**What the task requires:**
Please rewrite everything from the line containing "Can you see the cabinet" down to the end of the material below as a JSON list of strings, one string per line, leaving out blank lines.

**Supplied data:**

________

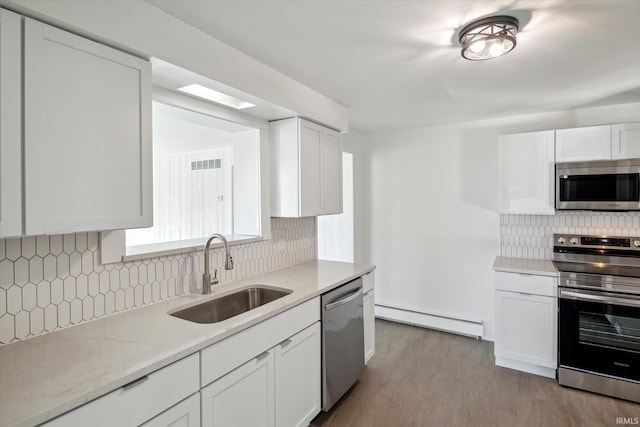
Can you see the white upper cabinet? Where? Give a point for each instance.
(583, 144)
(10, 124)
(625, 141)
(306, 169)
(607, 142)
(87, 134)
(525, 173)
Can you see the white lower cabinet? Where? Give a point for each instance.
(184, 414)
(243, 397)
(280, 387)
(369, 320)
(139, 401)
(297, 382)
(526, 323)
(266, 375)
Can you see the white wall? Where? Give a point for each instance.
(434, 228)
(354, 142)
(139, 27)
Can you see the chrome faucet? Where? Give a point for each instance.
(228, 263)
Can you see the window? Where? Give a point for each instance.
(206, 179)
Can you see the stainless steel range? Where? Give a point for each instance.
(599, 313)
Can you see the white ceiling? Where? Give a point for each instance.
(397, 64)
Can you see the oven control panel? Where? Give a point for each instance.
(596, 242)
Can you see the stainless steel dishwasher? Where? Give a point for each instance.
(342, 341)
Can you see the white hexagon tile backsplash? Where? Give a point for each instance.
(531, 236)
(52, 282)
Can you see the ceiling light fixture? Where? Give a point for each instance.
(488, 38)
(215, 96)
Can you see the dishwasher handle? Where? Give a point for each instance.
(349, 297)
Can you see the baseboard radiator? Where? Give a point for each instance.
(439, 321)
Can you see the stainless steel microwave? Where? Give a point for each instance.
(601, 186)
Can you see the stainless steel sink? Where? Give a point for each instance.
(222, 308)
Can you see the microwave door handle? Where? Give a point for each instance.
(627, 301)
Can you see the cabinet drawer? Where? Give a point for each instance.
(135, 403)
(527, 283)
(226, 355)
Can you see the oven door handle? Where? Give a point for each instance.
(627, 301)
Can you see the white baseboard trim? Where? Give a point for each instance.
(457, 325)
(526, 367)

________

**Solution for this task:**
[
  "Can you see the cabinet drawer? Where? Give a point for each instance.",
  "(135, 403)",
  "(527, 283)",
  "(226, 355)",
  "Can you see the oven door handle? Where? Give a point for each instance.",
  "(627, 301)",
  "Can you see the white baseboard trim? Where? Give a point for each instance.",
  "(457, 325)",
  "(526, 367)"
]